Exercise instructions:
1 - Transcribe the passage of the tutorial excerpt that opens with the words containing "I suggest you" and closes with "data(dataset3)".
2 - Summarize the tutorial excerpt in two sentences.

Text to read:
....................
I first present an example with the minimal amount of data required: a sequence of interactions along with their dates\footnote{if you prefer to work from matrices: this is also possible (see section~\ref{subsec:interactseq}) but you loose a lot of the functionality/flexibility that the package offers}. The interactions in the that table can be of different kinds, e.g. approaches, grooming and support (there is an example below). To refine the assessment of DSI scores, it is advisable (some would say mandatory) to control for observation time and co-residency. How to incorporate such data is dealt with in section~\ref{subsec:OTetal}

I suggest you go through this example before you try the functions on your own data. In section~\ref{subsec:datachecks}, I describe a few preliminary checks that you could do on your own data to spot potential problems, for example whether your data sets include the appropriate column names.

The following assumes you have successfully installed the \texttt{socialindices} package. First we need to attach/load it.

library(socialindices2)

Next, we load an invented example data set and have a brief look at it.\footnote{this example data set in fact is a list that comprises the above mentioned observation time data and co-residency data as well, but for now we just use the interaction data itself}

data(dataset3)
SEQ <- dataset3$dataseq
head(SEQ)
....................
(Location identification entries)
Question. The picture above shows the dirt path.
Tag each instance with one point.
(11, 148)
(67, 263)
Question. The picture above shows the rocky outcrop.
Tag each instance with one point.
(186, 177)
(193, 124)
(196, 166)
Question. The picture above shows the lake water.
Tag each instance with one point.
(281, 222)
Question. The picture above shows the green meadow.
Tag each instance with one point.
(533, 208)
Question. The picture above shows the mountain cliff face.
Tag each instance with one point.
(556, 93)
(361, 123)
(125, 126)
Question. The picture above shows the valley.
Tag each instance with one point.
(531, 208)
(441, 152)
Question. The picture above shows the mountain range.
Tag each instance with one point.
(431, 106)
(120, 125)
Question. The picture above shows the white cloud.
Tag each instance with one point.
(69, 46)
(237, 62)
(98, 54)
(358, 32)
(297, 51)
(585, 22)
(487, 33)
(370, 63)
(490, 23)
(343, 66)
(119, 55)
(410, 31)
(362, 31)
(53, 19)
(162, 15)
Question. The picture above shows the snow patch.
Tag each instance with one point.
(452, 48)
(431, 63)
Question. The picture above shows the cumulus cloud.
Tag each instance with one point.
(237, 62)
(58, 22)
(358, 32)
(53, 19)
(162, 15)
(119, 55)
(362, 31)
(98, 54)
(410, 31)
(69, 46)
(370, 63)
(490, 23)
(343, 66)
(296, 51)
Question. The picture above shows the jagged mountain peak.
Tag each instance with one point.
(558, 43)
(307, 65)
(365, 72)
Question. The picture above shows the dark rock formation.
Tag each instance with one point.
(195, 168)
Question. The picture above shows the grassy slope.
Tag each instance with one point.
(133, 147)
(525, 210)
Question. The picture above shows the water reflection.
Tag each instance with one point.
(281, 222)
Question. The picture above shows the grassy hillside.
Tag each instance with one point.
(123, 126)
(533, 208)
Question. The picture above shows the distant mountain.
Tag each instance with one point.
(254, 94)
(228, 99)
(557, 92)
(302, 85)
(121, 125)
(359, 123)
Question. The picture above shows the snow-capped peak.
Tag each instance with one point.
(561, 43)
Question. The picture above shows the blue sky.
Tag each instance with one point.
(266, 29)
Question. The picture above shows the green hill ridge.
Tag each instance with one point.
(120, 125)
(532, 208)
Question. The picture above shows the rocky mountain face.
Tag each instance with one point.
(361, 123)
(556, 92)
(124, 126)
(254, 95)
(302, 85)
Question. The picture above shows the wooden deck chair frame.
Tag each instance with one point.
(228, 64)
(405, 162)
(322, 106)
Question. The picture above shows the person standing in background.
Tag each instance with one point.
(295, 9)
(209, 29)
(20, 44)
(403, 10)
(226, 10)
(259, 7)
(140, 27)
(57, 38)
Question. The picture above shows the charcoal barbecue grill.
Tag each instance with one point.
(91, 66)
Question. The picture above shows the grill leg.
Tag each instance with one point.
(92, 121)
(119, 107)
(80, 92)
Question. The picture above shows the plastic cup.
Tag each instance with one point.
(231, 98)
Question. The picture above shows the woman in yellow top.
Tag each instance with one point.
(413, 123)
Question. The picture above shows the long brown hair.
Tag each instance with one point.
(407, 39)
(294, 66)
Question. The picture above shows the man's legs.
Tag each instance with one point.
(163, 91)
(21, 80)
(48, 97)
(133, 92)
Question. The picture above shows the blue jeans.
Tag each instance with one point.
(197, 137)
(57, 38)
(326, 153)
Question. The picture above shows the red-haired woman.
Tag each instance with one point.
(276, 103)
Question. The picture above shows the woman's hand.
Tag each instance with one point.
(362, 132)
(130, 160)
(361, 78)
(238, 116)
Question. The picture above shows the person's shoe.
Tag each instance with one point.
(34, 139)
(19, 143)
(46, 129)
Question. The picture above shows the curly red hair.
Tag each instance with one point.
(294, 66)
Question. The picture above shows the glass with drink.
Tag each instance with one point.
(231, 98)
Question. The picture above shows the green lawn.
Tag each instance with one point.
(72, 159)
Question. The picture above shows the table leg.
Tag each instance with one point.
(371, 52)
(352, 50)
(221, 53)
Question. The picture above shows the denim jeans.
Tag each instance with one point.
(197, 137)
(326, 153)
....................
Task solutions:
1 -
I suggest you go through this example before you try the functions on your own data. In section~\ref{subsec:datachecks}, I describe a few preliminary checks that you could do on your own data to spot potential problems, for example whether your data sets include the appropriate column names.

The following assumes you have successfully installed the \texttt{socialindices} package. First we need to attach/load it.

library(socialindices2)

Next, we load an invented example data set and have a brief look at it.\footnote{this example data set in fact is a list that comprises the above mentioned observation time data and co-residency data as well, but for now we just use the interaction data itself}

data(dataset3)

2 - The excerpt presents a minimal example that uses only a sequence of interactions with their dates and advises controlling for observation time and co-residency to refine DSI scores. It suggests going through this example before trying the functions on one's own data, then attaches the package and loads an invented example data set for a brief look.